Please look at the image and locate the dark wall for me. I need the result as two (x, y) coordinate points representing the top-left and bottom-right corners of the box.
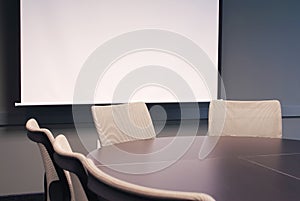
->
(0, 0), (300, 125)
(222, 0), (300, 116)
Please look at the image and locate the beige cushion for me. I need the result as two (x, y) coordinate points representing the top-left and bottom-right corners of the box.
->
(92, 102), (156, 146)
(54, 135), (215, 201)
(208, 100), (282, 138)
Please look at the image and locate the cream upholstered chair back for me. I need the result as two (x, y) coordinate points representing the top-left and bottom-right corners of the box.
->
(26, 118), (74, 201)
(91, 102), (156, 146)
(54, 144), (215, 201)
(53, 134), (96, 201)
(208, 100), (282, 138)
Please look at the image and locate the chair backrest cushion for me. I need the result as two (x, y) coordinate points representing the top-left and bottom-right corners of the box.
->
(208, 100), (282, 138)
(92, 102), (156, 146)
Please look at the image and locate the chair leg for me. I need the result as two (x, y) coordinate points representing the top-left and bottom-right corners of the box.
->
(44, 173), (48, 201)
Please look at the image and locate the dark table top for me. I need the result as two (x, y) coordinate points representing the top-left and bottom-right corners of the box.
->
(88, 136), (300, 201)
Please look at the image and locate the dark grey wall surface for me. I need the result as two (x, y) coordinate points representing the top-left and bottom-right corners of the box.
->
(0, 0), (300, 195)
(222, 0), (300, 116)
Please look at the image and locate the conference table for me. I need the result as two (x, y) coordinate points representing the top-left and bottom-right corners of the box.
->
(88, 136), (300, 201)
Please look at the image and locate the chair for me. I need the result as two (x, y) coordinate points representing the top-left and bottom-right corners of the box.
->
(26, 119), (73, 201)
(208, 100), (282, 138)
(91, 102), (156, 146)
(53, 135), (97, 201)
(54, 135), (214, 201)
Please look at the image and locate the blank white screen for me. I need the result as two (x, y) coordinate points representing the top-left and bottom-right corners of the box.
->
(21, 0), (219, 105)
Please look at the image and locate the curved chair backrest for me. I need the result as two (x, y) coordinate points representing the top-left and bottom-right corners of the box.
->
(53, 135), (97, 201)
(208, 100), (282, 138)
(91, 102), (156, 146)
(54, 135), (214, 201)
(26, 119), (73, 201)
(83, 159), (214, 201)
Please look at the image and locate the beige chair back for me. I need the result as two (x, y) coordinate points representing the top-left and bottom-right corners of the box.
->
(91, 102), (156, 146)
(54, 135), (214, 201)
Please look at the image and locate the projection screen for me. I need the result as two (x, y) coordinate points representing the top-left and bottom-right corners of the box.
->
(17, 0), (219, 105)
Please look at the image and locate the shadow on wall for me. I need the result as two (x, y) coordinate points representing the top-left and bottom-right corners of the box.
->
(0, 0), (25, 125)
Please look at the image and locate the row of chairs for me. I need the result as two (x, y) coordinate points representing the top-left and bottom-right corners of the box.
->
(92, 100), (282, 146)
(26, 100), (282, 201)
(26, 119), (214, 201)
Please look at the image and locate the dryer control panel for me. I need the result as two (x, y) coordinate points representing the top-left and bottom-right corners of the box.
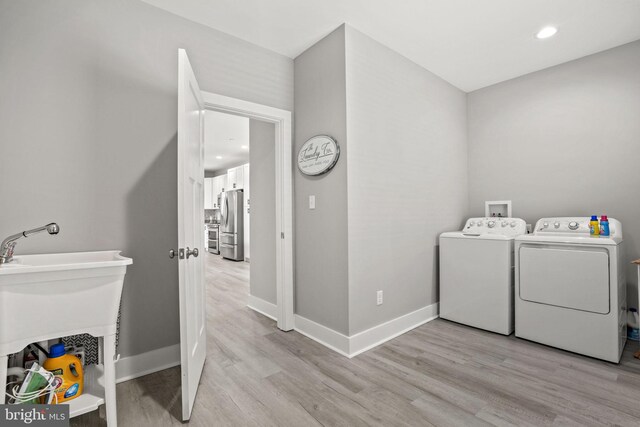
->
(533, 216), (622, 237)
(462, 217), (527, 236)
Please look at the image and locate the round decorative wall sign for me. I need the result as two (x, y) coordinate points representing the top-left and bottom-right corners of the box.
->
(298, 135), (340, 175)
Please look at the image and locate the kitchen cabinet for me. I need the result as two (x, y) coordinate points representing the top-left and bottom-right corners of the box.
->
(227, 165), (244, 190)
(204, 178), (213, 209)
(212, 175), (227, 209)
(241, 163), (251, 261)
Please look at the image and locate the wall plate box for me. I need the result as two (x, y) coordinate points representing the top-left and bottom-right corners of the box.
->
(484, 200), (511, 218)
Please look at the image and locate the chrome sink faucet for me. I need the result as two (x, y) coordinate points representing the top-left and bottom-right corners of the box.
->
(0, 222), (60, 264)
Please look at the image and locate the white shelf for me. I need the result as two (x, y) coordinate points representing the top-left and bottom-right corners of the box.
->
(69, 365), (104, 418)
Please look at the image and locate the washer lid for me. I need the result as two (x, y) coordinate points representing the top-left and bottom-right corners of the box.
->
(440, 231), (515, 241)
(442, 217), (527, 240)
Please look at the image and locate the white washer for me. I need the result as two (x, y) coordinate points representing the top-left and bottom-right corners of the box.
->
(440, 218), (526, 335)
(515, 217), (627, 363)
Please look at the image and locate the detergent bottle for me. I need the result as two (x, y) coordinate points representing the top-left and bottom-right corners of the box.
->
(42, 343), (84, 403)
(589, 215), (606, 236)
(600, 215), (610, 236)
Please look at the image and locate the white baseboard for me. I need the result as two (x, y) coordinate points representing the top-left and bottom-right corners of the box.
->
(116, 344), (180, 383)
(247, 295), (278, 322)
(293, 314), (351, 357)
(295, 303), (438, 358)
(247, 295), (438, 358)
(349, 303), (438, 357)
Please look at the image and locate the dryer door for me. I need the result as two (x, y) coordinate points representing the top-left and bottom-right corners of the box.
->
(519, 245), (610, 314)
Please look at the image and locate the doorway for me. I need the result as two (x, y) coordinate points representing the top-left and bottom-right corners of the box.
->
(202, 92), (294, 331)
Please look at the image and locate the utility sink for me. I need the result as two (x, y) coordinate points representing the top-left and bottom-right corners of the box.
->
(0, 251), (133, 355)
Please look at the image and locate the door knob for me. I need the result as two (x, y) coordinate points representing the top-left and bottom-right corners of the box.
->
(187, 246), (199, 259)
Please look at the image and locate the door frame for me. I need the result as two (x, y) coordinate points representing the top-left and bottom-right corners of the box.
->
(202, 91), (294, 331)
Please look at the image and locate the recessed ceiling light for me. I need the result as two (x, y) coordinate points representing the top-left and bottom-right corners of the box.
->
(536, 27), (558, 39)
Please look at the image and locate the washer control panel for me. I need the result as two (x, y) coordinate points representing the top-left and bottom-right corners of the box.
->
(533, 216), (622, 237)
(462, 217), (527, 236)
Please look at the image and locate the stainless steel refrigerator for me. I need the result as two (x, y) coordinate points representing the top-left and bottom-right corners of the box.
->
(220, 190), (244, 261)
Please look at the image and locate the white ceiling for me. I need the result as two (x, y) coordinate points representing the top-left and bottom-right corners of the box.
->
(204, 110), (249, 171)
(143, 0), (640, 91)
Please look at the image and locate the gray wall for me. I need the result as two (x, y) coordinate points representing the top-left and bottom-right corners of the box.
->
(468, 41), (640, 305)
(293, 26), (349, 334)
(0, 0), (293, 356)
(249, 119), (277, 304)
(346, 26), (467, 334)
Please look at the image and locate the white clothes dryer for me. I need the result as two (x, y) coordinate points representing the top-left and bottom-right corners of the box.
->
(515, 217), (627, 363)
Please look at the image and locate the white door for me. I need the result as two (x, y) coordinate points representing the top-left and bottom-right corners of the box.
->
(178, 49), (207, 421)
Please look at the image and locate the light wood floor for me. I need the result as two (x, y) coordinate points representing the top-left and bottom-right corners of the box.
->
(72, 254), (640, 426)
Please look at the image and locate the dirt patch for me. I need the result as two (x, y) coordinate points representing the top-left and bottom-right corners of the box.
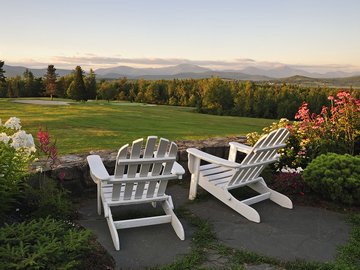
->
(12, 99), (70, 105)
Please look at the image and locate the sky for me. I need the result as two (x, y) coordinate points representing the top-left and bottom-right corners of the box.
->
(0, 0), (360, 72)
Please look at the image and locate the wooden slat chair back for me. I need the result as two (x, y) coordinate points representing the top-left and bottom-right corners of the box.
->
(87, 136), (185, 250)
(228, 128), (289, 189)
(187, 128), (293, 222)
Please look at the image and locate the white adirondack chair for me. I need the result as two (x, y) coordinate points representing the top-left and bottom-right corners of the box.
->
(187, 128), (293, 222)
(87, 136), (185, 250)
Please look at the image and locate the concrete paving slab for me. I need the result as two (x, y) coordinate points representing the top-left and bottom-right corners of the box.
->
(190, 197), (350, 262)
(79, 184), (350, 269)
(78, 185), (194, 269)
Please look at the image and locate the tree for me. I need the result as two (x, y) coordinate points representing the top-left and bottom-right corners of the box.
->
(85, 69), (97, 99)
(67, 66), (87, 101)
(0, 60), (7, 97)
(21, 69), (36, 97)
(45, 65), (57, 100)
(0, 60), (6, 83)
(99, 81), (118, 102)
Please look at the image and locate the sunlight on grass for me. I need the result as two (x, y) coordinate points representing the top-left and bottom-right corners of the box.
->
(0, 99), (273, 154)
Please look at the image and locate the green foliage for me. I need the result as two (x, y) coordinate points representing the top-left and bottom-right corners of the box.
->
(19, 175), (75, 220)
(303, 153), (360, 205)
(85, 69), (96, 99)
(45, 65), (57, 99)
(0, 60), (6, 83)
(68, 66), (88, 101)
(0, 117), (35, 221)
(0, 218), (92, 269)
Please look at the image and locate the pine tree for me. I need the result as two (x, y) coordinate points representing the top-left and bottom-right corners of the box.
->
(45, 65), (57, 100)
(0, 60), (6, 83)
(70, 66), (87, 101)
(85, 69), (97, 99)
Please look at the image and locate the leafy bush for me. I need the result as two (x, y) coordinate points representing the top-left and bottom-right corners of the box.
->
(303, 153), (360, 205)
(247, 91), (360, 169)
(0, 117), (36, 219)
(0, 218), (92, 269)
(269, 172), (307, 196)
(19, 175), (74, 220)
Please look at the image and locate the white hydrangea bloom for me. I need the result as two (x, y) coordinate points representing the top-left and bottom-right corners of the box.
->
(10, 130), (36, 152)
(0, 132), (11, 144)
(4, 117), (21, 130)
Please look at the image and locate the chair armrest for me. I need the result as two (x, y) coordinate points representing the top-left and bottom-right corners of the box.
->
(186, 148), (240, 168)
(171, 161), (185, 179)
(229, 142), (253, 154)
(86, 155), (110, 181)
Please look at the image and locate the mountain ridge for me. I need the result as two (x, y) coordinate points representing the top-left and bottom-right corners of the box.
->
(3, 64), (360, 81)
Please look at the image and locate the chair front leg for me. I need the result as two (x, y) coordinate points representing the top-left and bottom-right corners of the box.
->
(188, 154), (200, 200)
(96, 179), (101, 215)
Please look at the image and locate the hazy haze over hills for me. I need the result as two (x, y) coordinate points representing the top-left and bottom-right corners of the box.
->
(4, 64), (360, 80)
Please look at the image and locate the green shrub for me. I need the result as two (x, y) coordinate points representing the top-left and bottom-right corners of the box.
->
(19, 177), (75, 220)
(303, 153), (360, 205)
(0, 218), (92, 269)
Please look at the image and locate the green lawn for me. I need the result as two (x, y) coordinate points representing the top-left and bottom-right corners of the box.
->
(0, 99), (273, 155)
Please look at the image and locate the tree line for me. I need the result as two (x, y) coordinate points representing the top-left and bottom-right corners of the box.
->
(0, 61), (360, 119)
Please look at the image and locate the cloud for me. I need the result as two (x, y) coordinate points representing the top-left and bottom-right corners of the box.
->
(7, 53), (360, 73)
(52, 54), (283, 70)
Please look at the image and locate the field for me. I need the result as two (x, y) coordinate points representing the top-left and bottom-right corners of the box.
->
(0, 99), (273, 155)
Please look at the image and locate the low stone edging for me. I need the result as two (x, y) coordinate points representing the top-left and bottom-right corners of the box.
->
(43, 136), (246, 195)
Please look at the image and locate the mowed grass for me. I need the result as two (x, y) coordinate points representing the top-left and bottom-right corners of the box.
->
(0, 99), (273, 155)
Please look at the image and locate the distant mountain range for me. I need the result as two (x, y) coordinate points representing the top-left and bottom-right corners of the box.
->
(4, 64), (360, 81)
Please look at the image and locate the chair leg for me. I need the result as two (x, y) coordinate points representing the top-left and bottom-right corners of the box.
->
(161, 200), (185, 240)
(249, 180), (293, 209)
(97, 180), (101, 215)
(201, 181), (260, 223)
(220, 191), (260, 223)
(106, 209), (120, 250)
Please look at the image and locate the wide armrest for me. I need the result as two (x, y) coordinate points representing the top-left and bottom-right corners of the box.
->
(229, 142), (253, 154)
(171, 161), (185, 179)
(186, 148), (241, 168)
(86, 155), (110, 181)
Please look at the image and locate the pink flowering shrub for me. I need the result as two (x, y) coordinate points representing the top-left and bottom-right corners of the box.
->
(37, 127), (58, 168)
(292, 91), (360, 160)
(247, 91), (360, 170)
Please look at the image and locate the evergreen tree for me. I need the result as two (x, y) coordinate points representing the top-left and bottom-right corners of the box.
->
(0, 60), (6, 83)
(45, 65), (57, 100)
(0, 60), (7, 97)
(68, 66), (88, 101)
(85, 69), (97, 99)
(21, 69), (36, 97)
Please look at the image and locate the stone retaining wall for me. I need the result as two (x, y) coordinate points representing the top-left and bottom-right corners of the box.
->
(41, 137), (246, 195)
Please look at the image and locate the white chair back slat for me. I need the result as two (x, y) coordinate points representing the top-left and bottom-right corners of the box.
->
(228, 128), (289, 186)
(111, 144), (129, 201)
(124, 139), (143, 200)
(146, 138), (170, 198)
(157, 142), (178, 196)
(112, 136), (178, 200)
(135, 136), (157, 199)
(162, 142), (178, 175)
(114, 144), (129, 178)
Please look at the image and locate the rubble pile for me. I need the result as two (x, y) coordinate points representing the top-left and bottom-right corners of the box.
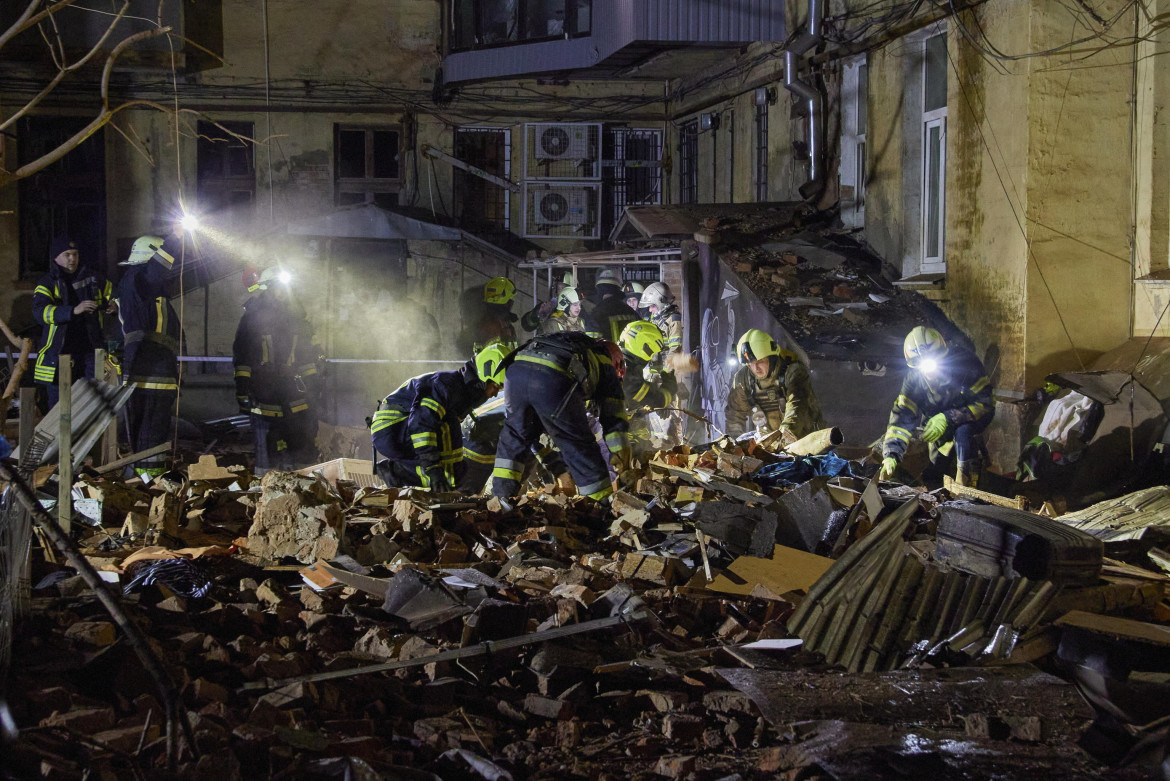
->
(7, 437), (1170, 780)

- **Stated exercise**:
State how many of the lines above contain the string "mountain", with case counting. Give only the number.

- **Answer for the task**:
2